(Excerpts of point annotation data)
------------

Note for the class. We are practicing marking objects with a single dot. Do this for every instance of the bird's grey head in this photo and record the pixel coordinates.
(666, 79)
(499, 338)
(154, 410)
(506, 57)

------------

What you will do:
Can you write out every line above again in full, with 18 added to both numbers in each pair of coordinates?

Output for this exercise:
Note for the class. We are practicing marking objects with a single dot. Do this for every instance of the bird's grey head in this photo and record the pixel coordinates.
(684, 97)
(517, 356)
(172, 428)
(524, 75)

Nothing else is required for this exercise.